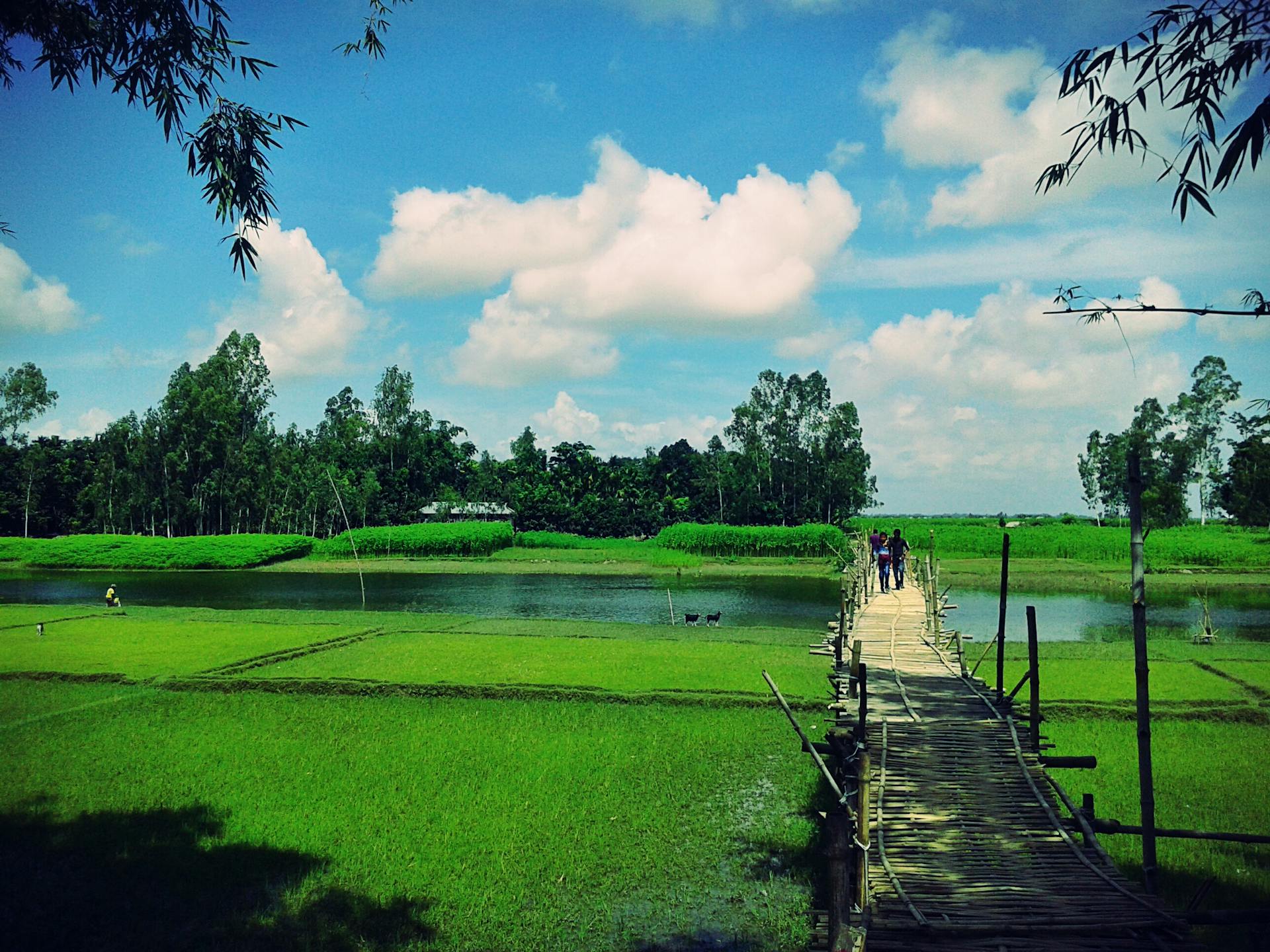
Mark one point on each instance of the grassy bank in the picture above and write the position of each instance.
(439, 781)
(419, 541)
(1213, 546)
(153, 553)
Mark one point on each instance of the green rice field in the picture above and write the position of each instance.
(407, 781)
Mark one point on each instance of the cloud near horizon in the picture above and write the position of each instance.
(976, 120)
(638, 248)
(1001, 395)
(31, 302)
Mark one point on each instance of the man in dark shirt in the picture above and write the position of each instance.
(898, 553)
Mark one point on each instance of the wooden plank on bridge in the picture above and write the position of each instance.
(969, 848)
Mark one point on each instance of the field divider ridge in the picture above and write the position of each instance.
(360, 687)
(288, 654)
(1259, 694)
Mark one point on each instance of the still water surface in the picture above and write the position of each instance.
(626, 598)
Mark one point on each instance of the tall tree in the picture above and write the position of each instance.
(1202, 413)
(24, 395)
(1191, 58)
(1245, 492)
(1089, 465)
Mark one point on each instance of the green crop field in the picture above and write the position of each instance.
(1203, 546)
(153, 553)
(1209, 776)
(265, 822)
(799, 541)
(407, 781)
(421, 539)
(619, 666)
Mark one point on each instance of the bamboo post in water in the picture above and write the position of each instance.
(351, 542)
(1034, 674)
(1001, 619)
(837, 851)
(1146, 782)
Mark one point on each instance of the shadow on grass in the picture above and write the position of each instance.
(158, 879)
(702, 942)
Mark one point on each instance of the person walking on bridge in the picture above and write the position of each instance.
(884, 564)
(898, 553)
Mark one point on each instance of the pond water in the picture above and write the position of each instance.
(630, 598)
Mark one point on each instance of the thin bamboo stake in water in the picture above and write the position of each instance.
(1146, 782)
(351, 542)
(1001, 617)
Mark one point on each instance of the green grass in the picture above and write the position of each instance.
(1087, 680)
(814, 539)
(536, 539)
(153, 553)
(1209, 776)
(552, 627)
(600, 551)
(1255, 673)
(142, 647)
(421, 539)
(624, 666)
(402, 823)
(1213, 545)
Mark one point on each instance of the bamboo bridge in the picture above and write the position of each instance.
(949, 832)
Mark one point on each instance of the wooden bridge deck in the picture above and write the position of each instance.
(967, 848)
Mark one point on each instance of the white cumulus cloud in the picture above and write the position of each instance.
(566, 420)
(31, 302)
(997, 111)
(305, 317)
(638, 248)
(511, 346)
(87, 424)
(1002, 397)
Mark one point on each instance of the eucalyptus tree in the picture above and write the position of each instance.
(24, 395)
(1202, 414)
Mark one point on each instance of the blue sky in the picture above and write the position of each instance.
(603, 218)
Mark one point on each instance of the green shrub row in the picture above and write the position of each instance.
(552, 539)
(422, 539)
(1214, 545)
(153, 551)
(812, 541)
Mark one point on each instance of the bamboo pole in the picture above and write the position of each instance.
(1146, 782)
(839, 852)
(351, 541)
(807, 743)
(1115, 826)
(863, 814)
(1001, 617)
(1034, 674)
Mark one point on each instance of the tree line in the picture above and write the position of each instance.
(1181, 446)
(208, 460)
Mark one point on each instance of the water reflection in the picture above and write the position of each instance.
(796, 602)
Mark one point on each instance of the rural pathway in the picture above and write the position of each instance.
(967, 847)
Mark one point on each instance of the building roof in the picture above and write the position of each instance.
(466, 509)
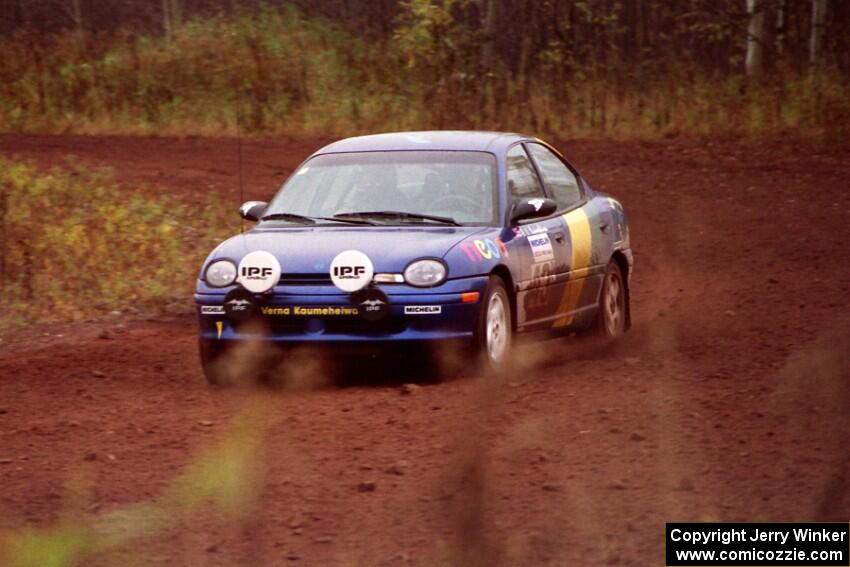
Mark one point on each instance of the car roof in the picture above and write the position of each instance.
(431, 140)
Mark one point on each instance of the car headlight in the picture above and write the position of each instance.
(220, 273)
(425, 273)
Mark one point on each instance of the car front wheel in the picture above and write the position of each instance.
(611, 317)
(494, 331)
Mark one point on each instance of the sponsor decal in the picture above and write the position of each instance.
(239, 304)
(372, 303)
(484, 249)
(541, 248)
(530, 229)
(259, 271)
(351, 271)
(423, 309)
(581, 239)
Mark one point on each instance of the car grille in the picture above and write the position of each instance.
(305, 279)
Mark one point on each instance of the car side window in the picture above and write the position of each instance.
(522, 179)
(559, 180)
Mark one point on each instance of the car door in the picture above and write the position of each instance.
(581, 220)
(541, 244)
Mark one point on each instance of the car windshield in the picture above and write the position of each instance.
(396, 187)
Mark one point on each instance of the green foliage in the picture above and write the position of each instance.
(74, 244)
(276, 71)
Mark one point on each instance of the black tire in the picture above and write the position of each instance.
(612, 315)
(493, 330)
(211, 362)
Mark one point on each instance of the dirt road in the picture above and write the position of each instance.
(728, 400)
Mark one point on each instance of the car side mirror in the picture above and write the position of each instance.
(253, 210)
(532, 208)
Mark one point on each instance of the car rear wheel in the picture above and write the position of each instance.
(611, 316)
(494, 329)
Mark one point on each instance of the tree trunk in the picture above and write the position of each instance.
(78, 16)
(166, 20)
(816, 38)
(755, 38)
(780, 28)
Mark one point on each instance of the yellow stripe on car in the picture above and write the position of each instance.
(581, 242)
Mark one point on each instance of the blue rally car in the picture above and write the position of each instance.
(419, 239)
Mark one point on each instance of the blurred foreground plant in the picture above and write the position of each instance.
(225, 479)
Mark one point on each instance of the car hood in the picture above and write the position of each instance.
(311, 249)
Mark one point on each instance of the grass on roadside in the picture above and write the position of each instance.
(73, 244)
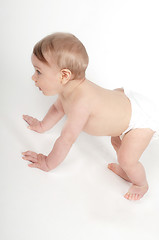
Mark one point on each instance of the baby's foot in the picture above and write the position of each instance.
(136, 192)
(118, 170)
(116, 143)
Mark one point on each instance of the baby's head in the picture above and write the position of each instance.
(66, 51)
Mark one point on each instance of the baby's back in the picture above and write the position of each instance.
(110, 110)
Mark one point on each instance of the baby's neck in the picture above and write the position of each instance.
(71, 87)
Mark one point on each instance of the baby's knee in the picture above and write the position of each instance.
(125, 161)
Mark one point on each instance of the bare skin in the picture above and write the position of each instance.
(94, 110)
(132, 170)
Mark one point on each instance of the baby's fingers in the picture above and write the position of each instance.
(28, 119)
(30, 153)
(34, 165)
(29, 158)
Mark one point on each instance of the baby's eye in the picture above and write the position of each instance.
(38, 72)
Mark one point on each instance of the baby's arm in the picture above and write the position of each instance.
(75, 123)
(54, 114)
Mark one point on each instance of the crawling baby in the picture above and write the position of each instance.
(60, 61)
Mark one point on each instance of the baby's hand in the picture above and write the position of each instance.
(37, 160)
(34, 124)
^^^^^^^^^^^^^^^^
Leave the pictures out, and print every line of the listing exactly as written.

- [Solution for this problem]
Mark one point on each instance of the grassy bank in the picture above and write the position of each instance.
(439, 781)
(419, 541)
(1213, 546)
(153, 553)
Mark one point on each instance of the green rice field in the picture above and write the position of each instance.
(407, 781)
Mark one point on each instance of the cloud near horizon in the picture above and write the position of each instance.
(976, 120)
(638, 248)
(1001, 395)
(31, 302)
Mark one point on each instance of the man in dark shirt in the picture above and write the position of each instance.
(898, 553)
Mark one point on each instance of the wooden plank on bridge in the picture above and write the position of each instance.
(969, 848)
Mark one point on each instance of the field divider ridge in the picture above and write the position of each instance.
(360, 687)
(288, 654)
(1259, 694)
Mark one point on each instance of the still water surface in the picture above and write the position of each instance.
(626, 598)
Mark one point on each instance of the tall tree in the picture above and write the position of each instance.
(1202, 413)
(24, 395)
(1191, 58)
(1245, 492)
(1089, 465)
Mark one point on each instance of the green crop field in the picture above and write the position of each instance.
(1203, 546)
(153, 553)
(1209, 776)
(265, 822)
(799, 541)
(407, 781)
(421, 539)
(619, 666)
Mark one point on each instance of the bamboo post in water in the picture above and write the position of each instance.
(351, 542)
(1034, 674)
(1001, 619)
(837, 851)
(1146, 782)
Mark one point on each instance of the shadow on grass in the picture above and write the position of each instance.
(158, 879)
(702, 942)
Mark one point on each instance of the person walking on bridge in the picture above and write the position of each instance.
(884, 564)
(898, 553)
Mark one point on each instance of the pond water in the picture above and write the position of each instance.
(630, 598)
Mark one point on each instance of the thin bamboo stake in water in the picture above and write the position of each instance.
(1146, 782)
(351, 542)
(1001, 617)
Mark one point on each instance of the green grass in the picture above and write the position of each instance.
(1087, 680)
(814, 539)
(536, 539)
(153, 553)
(1209, 776)
(552, 627)
(600, 551)
(1255, 673)
(142, 647)
(421, 539)
(624, 666)
(402, 823)
(1213, 545)
Mark one point on each instance of the bamboo bridge in the picture above and write the position of each instance.
(949, 832)
Mark one point on each instance of the wooden bridge deck in the picture above and write the position of each instance.
(967, 848)
Mark one point on each instance of the white cumulus cloud in the picture above and write the position of each instance.
(566, 420)
(31, 302)
(997, 111)
(305, 317)
(638, 248)
(511, 346)
(87, 424)
(1002, 397)
Mark one point on each instance of the eucalyptus tree in the picture above and write the position of each instance.
(24, 395)
(1202, 414)
Mark one point on each instance of the blue sky in the picture above and write the position of each instance.
(603, 218)
Mark one point on each instance of the green shrub row in the picture above and write the position of each instance.
(552, 539)
(422, 539)
(1214, 545)
(153, 551)
(812, 541)
Mark one point on each instance of the bamboo pole in the picture above and write the position of each instance.
(1146, 782)
(839, 852)
(351, 541)
(807, 743)
(1115, 826)
(863, 814)
(1001, 617)
(1034, 674)
Mark one point on each instance of the tree line in the picture above and write the position of each instance.
(1181, 446)
(208, 460)
Mark one point on each instance of the water reflection in the picture above and write the position of each instance.
(796, 602)
Mark one point on each instance of the rural pathway in the picture above and write the position of each instance.
(967, 847)
Mark one point on each instance of the building roof in the picture above and write the position of each instance.
(466, 509)
Mark one point on each instance of the car roof in the picture above and write the position of each instance.
(431, 140)
Mark one point on each instance of the car headlight in the picture above and write the position of each instance.
(220, 273)
(425, 273)
Mark one point on each instance of the car front wheel in the picture above and write the position of each instance.
(611, 317)
(494, 331)
Mark one point on each instance of the sponsor decal in the picture above and write the position of each instance.
(239, 304)
(372, 303)
(484, 249)
(541, 248)
(530, 229)
(259, 271)
(351, 271)
(423, 309)
(581, 239)
Mark one point on each instance of the car grille in the picture above and write the position of each instance.
(305, 279)
Mark one point on each instance of the car side window in the picture above and write the position of each instance.
(522, 179)
(559, 180)
Mark one point on each instance of the car door in the picture above and write the position of each instance.
(581, 220)
(541, 244)
Mark one point on each instance of the car windshield in the picture above and write the position of each instance.
(396, 187)
Mark one point on each instance of the green foliage in the picture above and write the position of each instance.
(74, 244)
(276, 71)
Mark one point on each instance of the black tire in the picture above and write the position of each instance.
(612, 315)
(493, 330)
(211, 362)
Mark one point on each instance of the dirt road in the picture above and write the position of each instance.
(728, 400)
Mark one point on each instance of the car side mirror in the picture above and write the position of each instance.
(253, 210)
(532, 208)
Mark one point on each instance of the car rear wheel in the picture above and write the position of each instance.
(611, 316)
(494, 329)
Mark one point on each instance of the tree trunk in the picture above and write the position of each instance.
(78, 16)
(166, 20)
(816, 38)
(755, 38)
(780, 28)
Mark one point on each instance of the yellow stripe on car in the picture above and write the position of each instance.
(581, 242)
Mark one point on each instance of the blue rally car in the picture above and write the position of each instance.
(419, 239)
Mark one point on each instance of the blurred foreground plant in the picture above and write the position of each instance.
(225, 479)
Mark one point on each instance of the car hood in the picture above and write the position of each instance.
(311, 249)
Mark one point on each instance of the grass on roadside in the picture above and write the position of each instance.
(73, 244)
Mark one point on each instance of the baby's foot in the picture above and write the position of each instance.
(136, 192)
(118, 170)
(116, 143)
Mark one point on each instance of the baby's head in the picture above and write the position of each instance.
(66, 51)
Mark one point on each instance of the baby's back in the picture above and write the position of each instance.
(110, 110)
Mark one point on each instance of the baby's neck in the picture above and write the position of each instance.
(71, 87)
Mark one point on each instance of the baby's knee in the picture above and write the position of each instance.
(125, 161)
Mark one point on each instance of the bare skin in the picture above and write the position of each instance.
(94, 110)
(132, 170)
Mark one point on each instance of the baby's fingers in the picture above and write the position of each instance.
(28, 119)
(30, 153)
(34, 165)
(29, 158)
Mark one point on each instance of the baby's eye in the picture above and write the position of each instance.
(38, 72)
Mark one point on each instance of the baby's arm in the picture above and write the position of each instance.
(75, 123)
(54, 114)
Mark one point on each instance of the crawling baby in the picture above and write the position of each instance.
(60, 61)
Mark one point on each instance of the baby's hand in the picture above and write the position of each instance.
(37, 160)
(34, 124)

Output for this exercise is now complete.